■ Exercise aim
Copy the entries from the line containing "target: <item>bridge deck</item>" up to and including the line containing "Return the outline of every instance of the <item>bridge", replacing "bridge deck" with "roadway" and leaving everything else as it is.

■ Excerpted records
§

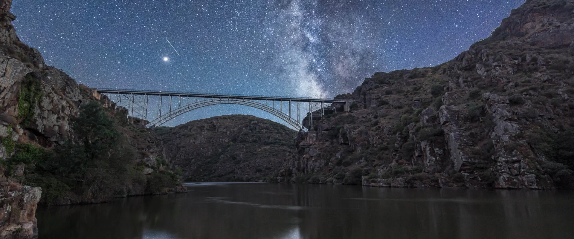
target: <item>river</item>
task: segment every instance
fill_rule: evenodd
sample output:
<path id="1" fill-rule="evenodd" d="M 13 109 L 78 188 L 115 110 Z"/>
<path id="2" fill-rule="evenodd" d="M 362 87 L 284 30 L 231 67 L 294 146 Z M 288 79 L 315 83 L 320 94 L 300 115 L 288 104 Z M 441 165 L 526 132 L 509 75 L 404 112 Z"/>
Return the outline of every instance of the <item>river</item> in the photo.
<path id="1" fill-rule="evenodd" d="M 187 194 L 40 207 L 39 238 L 574 238 L 574 191 L 187 185 Z"/>

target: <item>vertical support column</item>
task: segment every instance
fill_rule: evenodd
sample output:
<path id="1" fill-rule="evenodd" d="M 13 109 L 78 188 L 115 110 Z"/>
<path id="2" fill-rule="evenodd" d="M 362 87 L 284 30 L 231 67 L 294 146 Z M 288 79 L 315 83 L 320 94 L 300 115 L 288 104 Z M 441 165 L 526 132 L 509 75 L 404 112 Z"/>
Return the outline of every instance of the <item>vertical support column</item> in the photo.
<path id="1" fill-rule="evenodd" d="M 301 113 L 299 112 L 299 105 L 301 104 L 301 101 L 297 101 L 297 122 L 299 122 L 299 116 L 301 115 Z"/>
<path id="2" fill-rule="evenodd" d="M 289 117 L 291 117 L 291 100 L 289 100 Z"/>
<path id="3" fill-rule="evenodd" d="M 135 100 L 135 95 L 131 94 L 131 117 L 134 117 L 134 101 Z"/>
<path id="4" fill-rule="evenodd" d="M 149 108 L 149 96 L 148 95 L 145 95 L 145 119 L 144 120 L 148 120 L 148 108 Z"/>
<path id="5" fill-rule="evenodd" d="M 160 117 L 158 117 L 157 118 L 159 119 L 160 120 L 161 120 L 161 104 L 163 103 L 163 101 L 164 101 L 164 96 L 160 96 L 160 111 L 159 111 Z"/>
<path id="6" fill-rule="evenodd" d="M 311 109 L 311 104 L 313 104 L 313 101 L 309 101 L 309 115 L 311 115 L 311 124 L 309 125 L 309 131 L 311 131 L 313 130 L 312 130 L 312 128 L 313 128 L 313 111 Z"/>

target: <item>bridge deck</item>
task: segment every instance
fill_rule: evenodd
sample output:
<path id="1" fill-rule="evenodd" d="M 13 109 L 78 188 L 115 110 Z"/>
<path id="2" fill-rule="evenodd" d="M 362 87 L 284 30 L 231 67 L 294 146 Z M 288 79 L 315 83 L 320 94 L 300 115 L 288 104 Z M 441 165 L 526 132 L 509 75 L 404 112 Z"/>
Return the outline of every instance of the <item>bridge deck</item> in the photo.
<path id="1" fill-rule="evenodd" d="M 136 89 L 96 88 L 99 93 L 108 94 L 132 94 L 160 96 L 179 96 L 198 98 L 214 99 L 241 99 L 244 100 L 291 101 L 293 102 L 313 103 L 346 103 L 346 100 L 330 99 L 304 98 L 295 97 L 282 97 L 270 96 L 257 96 L 246 95 L 210 94 L 207 93 L 180 92 L 177 91 L 142 91 Z"/>

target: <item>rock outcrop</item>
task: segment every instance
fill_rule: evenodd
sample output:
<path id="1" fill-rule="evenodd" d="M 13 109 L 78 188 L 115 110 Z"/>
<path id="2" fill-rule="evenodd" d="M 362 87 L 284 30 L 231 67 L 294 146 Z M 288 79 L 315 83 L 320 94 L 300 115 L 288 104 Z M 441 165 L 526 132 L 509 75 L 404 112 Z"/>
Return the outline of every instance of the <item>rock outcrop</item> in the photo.
<path id="1" fill-rule="evenodd" d="M 300 135 L 298 154 L 278 178 L 572 187 L 573 46 L 574 1 L 527 1 L 490 37 L 453 60 L 377 73 L 338 96 L 358 100 L 351 112 L 314 119 L 316 140 Z"/>
<path id="2" fill-rule="evenodd" d="M 0 180 L 0 238 L 38 237 L 35 217 L 42 190 Z"/>
<path id="3" fill-rule="evenodd" d="M 68 139 L 75 140 L 71 119 L 79 115 L 82 106 L 96 101 L 106 108 L 106 113 L 114 119 L 115 124 L 123 133 L 122 136 L 127 139 L 137 151 L 134 167 L 138 170 L 141 169 L 144 182 L 137 185 L 134 183 L 133 187 L 126 189 L 124 196 L 148 193 L 144 188 L 145 180 L 146 177 L 153 177 L 149 175 L 151 173 L 149 169 L 154 173 L 167 172 L 172 174 L 168 169 L 169 162 L 157 160 L 165 158 L 161 139 L 141 128 L 141 120 L 126 117 L 126 109 L 117 107 L 113 102 L 106 100 L 105 96 L 95 93 L 93 89 L 85 86 L 79 85 L 61 70 L 45 65 L 37 50 L 20 41 L 11 22 L 15 19 L 15 16 L 9 12 L 11 4 L 11 0 L 0 0 L 0 160 L 6 160 L 13 158 L 15 154 L 18 153 L 19 146 L 30 145 L 49 150 L 62 146 Z M 162 165 L 158 164 L 160 161 Z M 26 175 L 29 172 L 25 169 L 25 167 L 22 167 L 22 173 Z M 10 176 L 13 173 L 6 173 Z M 14 184 L 11 183 L 9 185 Z M 11 188 L 28 189 L 17 183 Z M 185 191 L 181 187 L 160 189 L 158 190 L 162 191 Z M 30 190 L 39 197 L 39 189 Z M 6 192 L 7 194 L 2 194 L 15 197 L 11 199 L 9 196 L 5 197 L 3 200 L 6 203 L 18 202 L 18 197 L 20 197 L 18 195 L 28 193 L 20 189 L 17 190 L 20 191 L 12 190 Z M 117 193 L 122 195 L 122 192 Z M 36 203 L 37 201 L 36 199 L 29 202 Z M 84 201 L 79 198 L 68 198 L 61 203 L 99 201 L 101 199 Z M 17 206 L 16 204 L 13 206 Z M 31 204 L 27 207 L 32 208 Z M 13 207 L 13 210 L 24 209 Z M 33 218 L 33 213 L 31 215 Z M 21 217 L 22 220 L 26 218 L 30 219 Z M 23 226 L 21 228 L 24 229 Z"/>
<path id="4" fill-rule="evenodd" d="M 267 181 L 293 153 L 297 132 L 250 115 L 160 127 L 166 159 L 192 181 Z"/>

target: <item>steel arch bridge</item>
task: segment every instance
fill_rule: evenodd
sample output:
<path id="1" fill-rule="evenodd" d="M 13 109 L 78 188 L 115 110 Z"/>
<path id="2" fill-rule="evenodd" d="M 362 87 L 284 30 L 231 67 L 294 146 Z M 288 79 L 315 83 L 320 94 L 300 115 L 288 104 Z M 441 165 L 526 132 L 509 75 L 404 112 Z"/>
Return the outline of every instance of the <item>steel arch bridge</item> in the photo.
<path id="1" fill-rule="evenodd" d="M 324 115 L 325 111 L 335 113 L 338 107 L 339 108 L 342 107 L 344 111 L 348 111 L 349 108 L 348 102 L 346 100 L 328 99 L 106 88 L 94 90 L 94 95 L 97 98 L 111 100 L 115 104 L 110 102 L 110 105 L 127 109 L 128 116 L 149 122 L 146 125 L 148 128 L 161 126 L 180 115 L 200 108 L 231 104 L 264 111 L 298 130 L 307 131 L 308 129 L 302 123 L 305 116 L 312 116 L 309 117 L 310 124 L 312 124 L 313 118 Z M 101 94 L 106 97 L 102 97 Z"/>

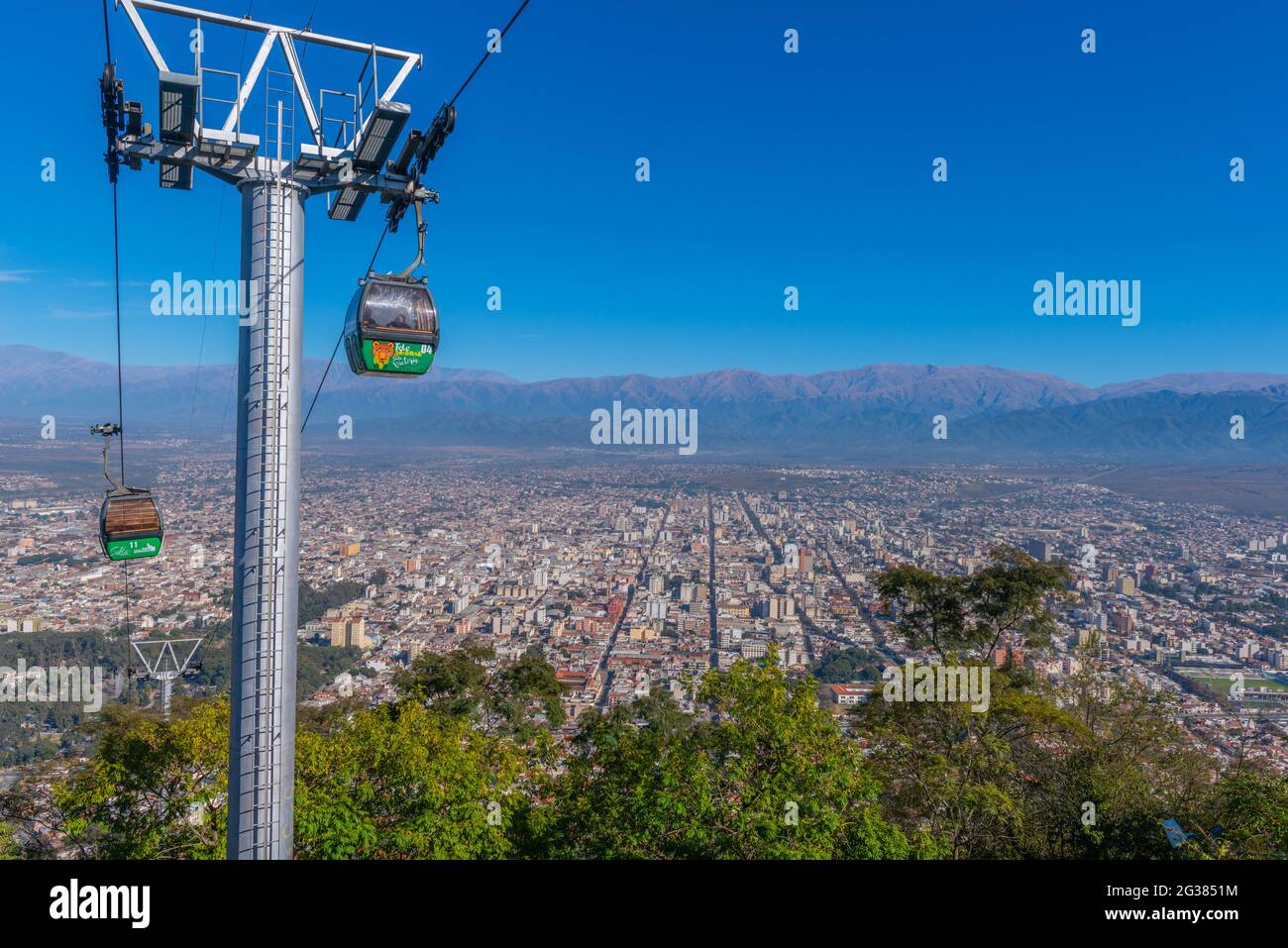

§

■ Written answer
target: <item>roadway</item>
task: segment every instance
fill_rule: evenodd
sample output:
<path id="1" fill-rule="evenodd" d="M 13 109 L 78 188 L 115 110 Z"/>
<path id="2" fill-rule="evenodd" d="M 362 87 L 284 30 L 231 67 L 294 146 Z M 288 79 L 315 83 L 320 94 L 300 115 L 288 104 Z M 441 165 L 526 132 L 509 75 L 404 112 Z"/>
Return the outline of every instance of the <item>roadway</item> in the photo.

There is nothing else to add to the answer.